──────── Extracted text
A review of The Persianate Sphere during the Age of Empires: Islamic Scholars and Networks of Exchange in Central Asia, 1747-1917, by James Robert Pickett.
To go by the local histories it produced, the city of Bukhara, “Abode of Knowledge,” was pretty much the center of the world in the 19th century. There one could find the finest institutions of higher learning, the most sacred remains of saints and prophets such as Job, and polymaths without peer in the Islamic world. In one sense such claims are unremarkable: they are the staples of a Persian tradition of chauvinistic local historiography that stretches back to at least the 11th century. But the Bukharan boosters were drawing on particularly strong material. There was something special about Bukhara, and while it may not really have been the center of the whole world, Bukhara was indeed the center of its own world, an intellectual sphere much larger than its zone of political domination.
In his wide-ranging 2015 dissertation, James Pickett asks a series of interlocking questions about this 19th-century world of Bukharan pre-eminence, questions that lead him as far back in time as Parthian nobles and as far away in space as Delhi and Kazan. Of what, exactly, was Bukhara the center? How did this sphere articulate with surrounding regions of the Persianate world? Where did this system of centrality come from and how was it perpetuated? Who were the men who kept it going and what were their values? To answer these questions, Pickett analyzes a wide variety of manuscript sources, putting chronicles, biographical dictionaries, hagiographies, and local histories in conversation with jung (legal miscellanies), fatwas, and legal commentaries. In doing so, he recasts a time and place that has often been called stagnant and benighted as a “Persianate high cultural world” at its peak.
Pickett starts with the knottiest question of all: what was the origin of the Persianate sphere? If Bukhara anchored one of several “little Persianate spheres” (149), we need first to understand its cultural inheritance as part of the larger Persianate world. It is now widely appreciated that a Persianate “cultural orientation” (in the words of Marshall Hodgson) connected Islamic societies from Anatolia to India well into the modern era. Pickett sets out to answer precisely which Persians bequeathed this cultural material to their eponymous sphere, and how such foundational material made its way to Bukhara. Here, in the introduction, Pickett works mainly from secondary sources, knitting together evidence from the latest scholarship on ancient and medieval Persia. To simplify brutally Pickett’s complex (and tentative) hypothesis, it was the persistence of a flexible class of originally Parthian elites, transforming themselves to maintain power through the Sasanian and Islamic periods, that supplied much of the Persian element in Perso-Islamic culture.
────────────────
Problem set:
1. Answer these questions about the review of the Bukhara book:
(a) What epithet for Bukhara does the review quote from its local histories?
(b) In what year was Pickett's dissertation completed?
(c) Whose words does the review use for the Persianate "cultural orientation"?
2. Reproduce the passage of the review of the Bukhara book from "To go by the" to "of political domination.".
Rely solely on the review above.
──────── Extracted material
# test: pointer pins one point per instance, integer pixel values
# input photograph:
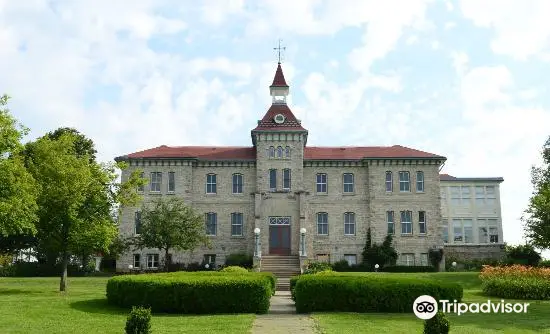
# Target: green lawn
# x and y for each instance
(33, 305)
(534, 321)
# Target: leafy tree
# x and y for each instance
(76, 199)
(18, 190)
(537, 215)
(170, 224)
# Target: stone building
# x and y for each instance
(280, 185)
(471, 217)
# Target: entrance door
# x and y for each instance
(279, 235)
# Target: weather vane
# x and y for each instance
(280, 50)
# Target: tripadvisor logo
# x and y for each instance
(425, 307)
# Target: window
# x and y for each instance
(445, 232)
(141, 187)
(488, 230)
(236, 224)
(422, 222)
(137, 223)
(404, 181)
(137, 261)
(406, 259)
(349, 223)
(321, 183)
(460, 195)
(390, 221)
(348, 183)
(286, 179)
(152, 261)
(171, 182)
(322, 223)
(211, 184)
(273, 179)
(156, 180)
(237, 183)
(389, 182)
(351, 258)
(211, 223)
(424, 259)
(485, 195)
(463, 231)
(420, 182)
(406, 222)
(210, 259)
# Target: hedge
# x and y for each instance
(517, 288)
(192, 293)
(329, 293)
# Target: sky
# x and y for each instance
(464, 79)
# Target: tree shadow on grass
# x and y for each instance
(98, 305)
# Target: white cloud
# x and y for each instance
(522, 29)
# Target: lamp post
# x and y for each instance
(257, 251)
(303, 241)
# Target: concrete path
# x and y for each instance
(282, 318)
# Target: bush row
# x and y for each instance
(340, 293)
(194, 293)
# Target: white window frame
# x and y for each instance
(156, 182)
(422, 222)
(211, 184)
(349, 223)
(208, 222)
(237, 222)
(171, 182)
(420, 182)
(321, 183)
(389, 182)
(406, 220)
(237, 183)
(287, 179)
(390, 221)
(349, 184)
(404, 181)
(152, 259)
(322, 223)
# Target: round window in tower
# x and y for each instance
(279, 118)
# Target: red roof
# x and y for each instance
(279, 79)
(290, 122)
(249, 153)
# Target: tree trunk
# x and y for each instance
(64, 264)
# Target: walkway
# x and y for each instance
(282, 318)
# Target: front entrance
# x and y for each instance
(279, 235)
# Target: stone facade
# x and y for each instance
(344, 187)
(471, 217)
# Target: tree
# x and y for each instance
(170, 224)
(18, 190)
(76, 199)
(537, 215)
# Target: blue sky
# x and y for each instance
(464, 79)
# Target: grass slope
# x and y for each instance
(33, 305)
(534, 321)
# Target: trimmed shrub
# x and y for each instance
(234, 269)
(329, 293)
(439, 324)
(240, 260)
(139, 321)
(408, 269)
(193, 293)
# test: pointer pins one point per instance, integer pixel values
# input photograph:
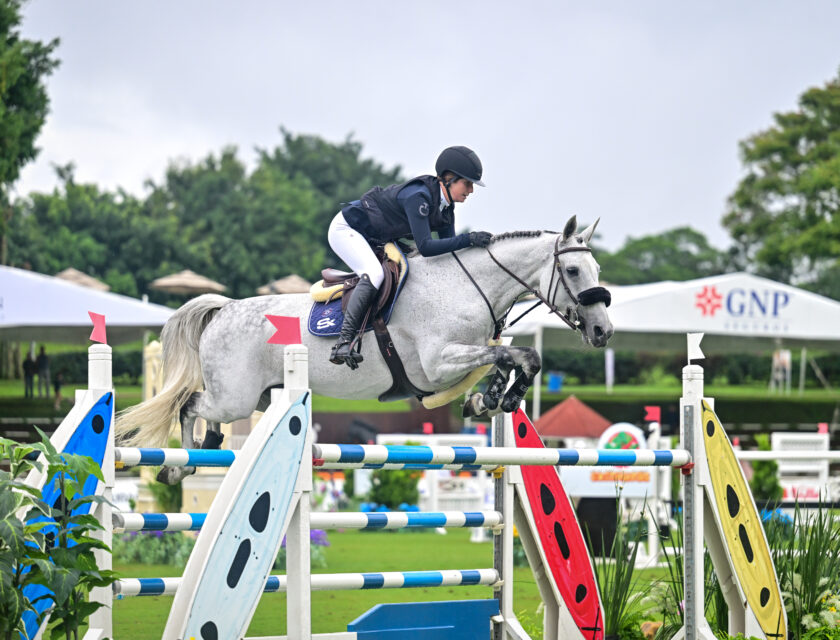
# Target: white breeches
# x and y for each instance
(351, 246)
────────────────
Task solutions:
1.
(a) "Abode of Knowledge"
(b) 2015
(c) Marshall Hodgson's

2.
To go by the local histories it produced, the city of Bukhara, “Abode of Knowledge,” was pretty much the center of the world in the 19th century. There one could find the finest institutions of higher learning, the most sacred remains of saints and prophets such as Job, and polymaths without peer in the Islamic world. In one sense such claims are unremarkable: they are the staples of a Persian tradition of chauvinistic local historiography that stretches back to at least the 11th century. But the Bukharan boosters were drawing on particularly strong material. There was something special about Bukhara, and while it may not really have been the center of the whole world, Bukhara was indeed the center of its own world, an intellectual sphere much larger than its zone of political domination.